(PASSAGE)
========

One month ago, I got married to a wonderful man. The day was more and bigger and better than we planned for—cold and snappy, but bright and beautiful. So much sweetness and love poured in on us, like the heavy beams of sun that shone in our hair and on our faces through the windows when we were exchanging vows. Everything felt so bright and close that I couldn’t look my husband in the eye throughout much of the ceremony—tears wobbled at the edge of my eyes, and I stared at a freckle on his cheek, focusing all of my jittery love into that one spot while promising to love every other spot of him, now and forever. I felt like the sun was in the room, each pair of eyes beaming with rays of light—it was both beautiful and slightly unbearable.
Last week we learned my younger brother is addicted to heroin. My parents staggered into our apartment as my husband was cooking dinner and I was sitting down to start my grad school homework. It was exactly one month after our wedding day. They left, and I sat in cold stunned silence, assaulted by the strange observations I remembered over the summer that suddenly made sense. The requests to borrow money, accompanied by bizarrely complex reasons and overblown gratitude. The disappearances. The times I would talk to him and his voice sounded far away, and his eyes were half-lidded and I assumed he was either really tired or high off weed. His reoccurring flu that seemed to come back every week or two (he got really sick right before the wedding and I was naïve enough to hope nobody else would catch). Coming back from our honeymoon and finding wedding cards already opened, with no real explanation. The way he sobbed at the wedding (everyone laughed and mused about what a sensitive soul he has).
Last weekend we put him on a train to a month-long rehab program in the woods. I will never forget the look on my mom’s face as she cleaned his car, finding straws, old bandaids, shoelaces, spoons, statements from check-advancing places, neckties. All of us are all still blinking slowly, simultaneously blindsided that this could happen and amazed that we didn’t see it sooner.

========

(ENTRIES SHOWN)
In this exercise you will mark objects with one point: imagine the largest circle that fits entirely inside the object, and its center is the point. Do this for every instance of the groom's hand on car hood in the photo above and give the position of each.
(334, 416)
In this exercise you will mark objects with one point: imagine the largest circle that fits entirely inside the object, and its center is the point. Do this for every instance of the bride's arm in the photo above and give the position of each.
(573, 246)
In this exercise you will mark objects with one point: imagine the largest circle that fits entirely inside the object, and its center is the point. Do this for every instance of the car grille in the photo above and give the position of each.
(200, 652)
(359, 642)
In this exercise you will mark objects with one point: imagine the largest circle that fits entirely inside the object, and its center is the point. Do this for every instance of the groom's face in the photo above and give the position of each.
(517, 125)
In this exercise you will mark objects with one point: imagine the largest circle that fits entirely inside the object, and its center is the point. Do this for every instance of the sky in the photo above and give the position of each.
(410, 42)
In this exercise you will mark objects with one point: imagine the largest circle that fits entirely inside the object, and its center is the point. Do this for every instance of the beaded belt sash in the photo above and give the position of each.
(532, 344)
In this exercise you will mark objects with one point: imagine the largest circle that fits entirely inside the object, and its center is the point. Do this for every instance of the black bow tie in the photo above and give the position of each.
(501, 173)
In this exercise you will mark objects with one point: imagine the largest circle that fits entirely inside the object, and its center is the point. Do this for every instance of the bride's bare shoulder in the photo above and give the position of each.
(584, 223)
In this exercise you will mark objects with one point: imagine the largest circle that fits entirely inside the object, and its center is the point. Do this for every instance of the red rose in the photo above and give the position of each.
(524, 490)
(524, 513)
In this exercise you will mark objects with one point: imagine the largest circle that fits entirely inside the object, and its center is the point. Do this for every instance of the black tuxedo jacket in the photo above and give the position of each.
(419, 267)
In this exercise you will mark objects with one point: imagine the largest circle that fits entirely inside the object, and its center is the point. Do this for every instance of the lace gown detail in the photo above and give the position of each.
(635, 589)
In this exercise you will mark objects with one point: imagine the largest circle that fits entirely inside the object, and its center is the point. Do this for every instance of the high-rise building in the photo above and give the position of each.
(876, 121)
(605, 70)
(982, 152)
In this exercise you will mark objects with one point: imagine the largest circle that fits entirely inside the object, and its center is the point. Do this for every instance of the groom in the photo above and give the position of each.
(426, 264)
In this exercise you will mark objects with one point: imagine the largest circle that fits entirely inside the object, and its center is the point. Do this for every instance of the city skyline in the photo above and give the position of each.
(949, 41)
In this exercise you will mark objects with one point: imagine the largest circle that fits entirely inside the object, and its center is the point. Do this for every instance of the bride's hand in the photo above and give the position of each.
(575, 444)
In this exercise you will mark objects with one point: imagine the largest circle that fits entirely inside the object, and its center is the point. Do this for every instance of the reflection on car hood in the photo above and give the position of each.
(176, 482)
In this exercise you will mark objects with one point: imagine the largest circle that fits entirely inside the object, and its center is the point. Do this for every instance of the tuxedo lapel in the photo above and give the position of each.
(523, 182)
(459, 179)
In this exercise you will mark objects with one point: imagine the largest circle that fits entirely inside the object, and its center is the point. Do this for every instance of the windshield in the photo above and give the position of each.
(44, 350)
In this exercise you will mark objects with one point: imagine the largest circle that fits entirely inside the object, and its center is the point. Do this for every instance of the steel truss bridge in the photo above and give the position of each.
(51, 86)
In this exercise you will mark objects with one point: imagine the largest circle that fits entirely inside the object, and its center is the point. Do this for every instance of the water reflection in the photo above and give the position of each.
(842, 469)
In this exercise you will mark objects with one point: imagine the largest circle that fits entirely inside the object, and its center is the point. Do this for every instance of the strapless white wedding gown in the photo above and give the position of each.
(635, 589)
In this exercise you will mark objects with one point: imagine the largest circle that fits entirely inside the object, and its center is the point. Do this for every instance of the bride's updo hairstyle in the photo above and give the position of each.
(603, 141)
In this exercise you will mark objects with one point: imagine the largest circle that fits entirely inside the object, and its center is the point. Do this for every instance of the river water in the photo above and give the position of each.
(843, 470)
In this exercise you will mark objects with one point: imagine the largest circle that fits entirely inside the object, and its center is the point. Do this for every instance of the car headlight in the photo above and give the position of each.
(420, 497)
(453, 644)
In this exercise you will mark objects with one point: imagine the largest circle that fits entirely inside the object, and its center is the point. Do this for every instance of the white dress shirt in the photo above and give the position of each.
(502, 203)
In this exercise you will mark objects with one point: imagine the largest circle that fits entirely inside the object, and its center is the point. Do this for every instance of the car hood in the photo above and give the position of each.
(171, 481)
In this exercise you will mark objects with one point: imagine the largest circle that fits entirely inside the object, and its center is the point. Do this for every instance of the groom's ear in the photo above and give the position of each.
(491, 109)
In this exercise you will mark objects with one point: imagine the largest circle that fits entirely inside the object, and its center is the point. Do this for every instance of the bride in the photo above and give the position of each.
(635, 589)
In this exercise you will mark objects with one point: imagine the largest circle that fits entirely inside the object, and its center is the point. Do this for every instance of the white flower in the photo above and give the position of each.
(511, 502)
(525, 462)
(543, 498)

========

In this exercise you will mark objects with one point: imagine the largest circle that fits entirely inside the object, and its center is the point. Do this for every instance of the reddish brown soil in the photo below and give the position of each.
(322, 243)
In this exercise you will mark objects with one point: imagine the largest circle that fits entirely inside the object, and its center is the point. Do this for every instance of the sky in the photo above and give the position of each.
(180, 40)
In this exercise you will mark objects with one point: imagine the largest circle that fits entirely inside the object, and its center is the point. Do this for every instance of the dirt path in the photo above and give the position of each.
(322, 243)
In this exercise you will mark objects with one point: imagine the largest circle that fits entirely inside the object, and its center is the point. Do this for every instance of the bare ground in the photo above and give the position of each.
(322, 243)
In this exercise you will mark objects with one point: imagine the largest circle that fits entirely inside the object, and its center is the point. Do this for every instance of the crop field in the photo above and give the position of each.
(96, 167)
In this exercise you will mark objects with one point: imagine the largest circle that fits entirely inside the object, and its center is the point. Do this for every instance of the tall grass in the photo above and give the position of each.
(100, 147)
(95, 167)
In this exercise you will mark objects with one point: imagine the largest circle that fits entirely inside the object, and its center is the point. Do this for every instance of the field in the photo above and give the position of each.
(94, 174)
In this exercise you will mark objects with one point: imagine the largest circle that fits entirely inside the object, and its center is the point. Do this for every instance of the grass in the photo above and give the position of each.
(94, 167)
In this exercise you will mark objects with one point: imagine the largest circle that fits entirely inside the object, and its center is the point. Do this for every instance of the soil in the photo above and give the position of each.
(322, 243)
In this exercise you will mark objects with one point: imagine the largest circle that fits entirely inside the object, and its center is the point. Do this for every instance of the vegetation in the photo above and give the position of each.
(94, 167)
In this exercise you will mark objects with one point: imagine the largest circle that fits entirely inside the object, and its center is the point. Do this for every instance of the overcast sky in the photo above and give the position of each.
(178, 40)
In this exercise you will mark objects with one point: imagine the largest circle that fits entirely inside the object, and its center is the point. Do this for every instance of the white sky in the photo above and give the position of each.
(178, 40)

========

(PARTS OF THE EXERCISE)
1. In the essay about the brother's heroin addiction, why could the writer not look the husband in the eye during much of the wedding ceremony? Answer in one to three sentences.
2. Carry on with the essay about the brother's heroin addiction, starting after its last sentence.
The records come from a different source than the essay about the brother's heroin addiction.

(ANSWERS BELOW)
1. Everything in the room felt so bright and close that meeting the husband's eyes was too much. Tears were wobbling at the edge of the writer's eyes, so the writer stared at a freckle on his cheek instead and focused all that jittery love on that one spot.

2.
My husband and I have been together for six years, but I’ve never faced anything like this. I’m learning how to process my emotions with a partner, which is something new for me. The first night we heard the news, I walked into the kitchen, ducked behind the refrigerator and started to cry. My husband held me and told me to stop hiding—“that’s the whole reason we got married!” I keep trying to remind myself of this, but it’s hard. I don’t like crying in front of anyone—it’s like I need to shield my eyes from these huge, otherworldly creatures, both heavenly and monstrous alike. I’m grieving the same death over and over—all of its past, present, and future manifestations. My husband understands this, but not on the same visceral level as I do.
As much as I’m grieving for my family of origin and for my past and my parents and for my old dreams about future family life, I have to take solace in the fact that we make a solid family, just us together with our baby cat. He makes me stronger, and he has already adopted my family as his own, taking care of logistical details that none of us can face right now. He’s patient and kind and calm.
I’m having trouble looking at our wedding photos because right now they feel like a lie, with all of us obliviously grinning our heads off and my ashen-faced brother smiling through the pain. But all the same, I packed some up for him to take to rehab because they’re some of our only family pictures. I hope that he can feel support and love from them, even if I can’t look at them without crying right now. I hope one day this will all be a sad memory and he’ll be an uncle and a husband and a friend. Even if that hope doesn’t come true, I know I have the choice and the power to create a happy, vibrant home of my own.